TEXTO MOSTRADO:
○ ○ ○

El escenario después de las
primarias y rumbo a las elecciones de octubre
Mirar el laberinto
Opinión
Por Esteban De Gori *
Sólo restan dos meses para las próximas elecciones, y no sería muy
recomendable insistir en el análisis de los discursos mediáticos y mucho menos
en que aparezca una “perla” que demuestre lo que algún candidato es o expresa.
Todo se encuentra en la escena. El tiempo no juega a favor del oficialismo, y
esperar algún “milagro” no es recomendable para aquellos que se toman en serio
la política. Entonces, lo importante –ahora mismo– es el territorio, pero no
sólo el jurisdiccional, sino el territorio de las pasiones y de los deseos de
los diversos grupos sociales. Un territorio que no es estático, sino que es
producto de la época, de los aportes culturales del Gobierno y de sus
contrincantes. Cada subjetividad es un “campo de batallas y de tensiones” que
hay que mirar con cuidado para no encerrarse en un laberinto. En este sentido,
la política puede develarse como el arte de lo posible o de la transformación,
pero en este momento tendría que volverse un “arte del contacto”. Uno que no
sea un contacto delivery, ya que la adhesión no se provoca dejando un papel
para que alguien lo lea.
La política no es sólo una cuestión de comunicación, sino la
preocupación intelectual y militante por construir e interpretar ese contacto
social, es decir, cómo interpretar ese campo de batallas y tensiones que
habitan en la subjetividad del “otro” y las maneras en que los candidatos y
otros actores (empresariales, mediáticos, etc.) han intervenido sobre éste. El
kirchnerismo está ante el drama de su propia construcción, es decir, ante sus
consecuencias no deseadas. Ha impulsado el consumo en todas las clases sociales
y el bienestar social, incluso ha creado y ampliado una clase media, pero con
ello ha forjado un conjunto de deseos aspiracionales que confrontan con los
sacrificios que el kirchnerismo exige a las clases medias, como el “cepo al dólar”,
o la precariedad que se suscita con la inflación y el “impuesto a la ganancias”

○ ○ ○

(Entradas de anotación de regiones)
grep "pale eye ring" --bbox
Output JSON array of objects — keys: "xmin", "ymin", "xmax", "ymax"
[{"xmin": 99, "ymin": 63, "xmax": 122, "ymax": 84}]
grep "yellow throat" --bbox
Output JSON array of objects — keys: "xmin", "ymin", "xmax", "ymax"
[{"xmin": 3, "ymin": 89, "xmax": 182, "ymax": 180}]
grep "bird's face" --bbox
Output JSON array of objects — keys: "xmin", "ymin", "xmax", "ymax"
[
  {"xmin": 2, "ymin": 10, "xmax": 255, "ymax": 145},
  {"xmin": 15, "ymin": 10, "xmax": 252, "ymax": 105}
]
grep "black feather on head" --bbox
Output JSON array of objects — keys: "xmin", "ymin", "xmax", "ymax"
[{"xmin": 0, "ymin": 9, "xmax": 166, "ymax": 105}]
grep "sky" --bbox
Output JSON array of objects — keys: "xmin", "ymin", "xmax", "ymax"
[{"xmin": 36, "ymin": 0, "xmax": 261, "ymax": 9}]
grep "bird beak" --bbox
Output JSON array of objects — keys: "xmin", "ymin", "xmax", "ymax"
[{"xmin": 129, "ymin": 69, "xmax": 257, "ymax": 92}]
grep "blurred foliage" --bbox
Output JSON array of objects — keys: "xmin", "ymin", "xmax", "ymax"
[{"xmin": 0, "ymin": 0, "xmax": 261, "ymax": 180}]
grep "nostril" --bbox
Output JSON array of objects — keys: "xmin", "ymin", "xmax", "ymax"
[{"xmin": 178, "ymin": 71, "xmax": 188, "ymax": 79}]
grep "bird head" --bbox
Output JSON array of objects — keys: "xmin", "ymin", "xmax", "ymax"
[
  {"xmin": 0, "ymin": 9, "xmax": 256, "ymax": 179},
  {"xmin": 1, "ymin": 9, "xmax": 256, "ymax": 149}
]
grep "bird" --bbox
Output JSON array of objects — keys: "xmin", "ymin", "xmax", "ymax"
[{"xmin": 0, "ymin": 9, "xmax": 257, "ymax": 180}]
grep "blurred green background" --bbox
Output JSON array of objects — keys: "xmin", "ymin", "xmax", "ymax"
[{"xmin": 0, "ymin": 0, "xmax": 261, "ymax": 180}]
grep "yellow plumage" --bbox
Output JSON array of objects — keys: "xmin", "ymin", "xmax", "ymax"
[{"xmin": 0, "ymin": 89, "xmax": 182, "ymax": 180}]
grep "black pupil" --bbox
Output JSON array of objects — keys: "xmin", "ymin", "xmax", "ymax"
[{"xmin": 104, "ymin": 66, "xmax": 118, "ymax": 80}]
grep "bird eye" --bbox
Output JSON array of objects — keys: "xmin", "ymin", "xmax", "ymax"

○ ○ ○

ENUNCIADO DEL EJERCICIO: Copia literalmente el pasaje del artículo de opinión sobre las elecciones de octubre, empezando por "Todo se encuentra" y siguiendo hasta "alguien lo lea.".

RESPUESTA DEL EJERCICIO:
Todo se encuentra en la escena. El tiempo no juega a favor del oficialismo, y
esperar algún “milagro” no es recomendable para aquellos que se toman en serio
la política. Entonces, lo importante –ahora mismo– es el territorio, pero no
sólo el jurisdiccional, sino el territorio de las pasiones y de los deseos de
los diversos grupos sociales. Un territorio que no es estático, sino que es
producto de la época, de los aportes culturales del Gobierno y de sus
contrincantes. Cada subjetividad es un “campo de batallas y de tensiones” que
hay que mirar con cuidado para no encerrarse en un laberinto. En este sentido,
la política puede develarse como el arte de lo posible o de la transformación,
pero en este momento tendría que volverse un “arte del contacto”. Uno que no
sea un contacto delivery, ya que la adhesión no se provoca dejando un papel
para que alguien lo lea.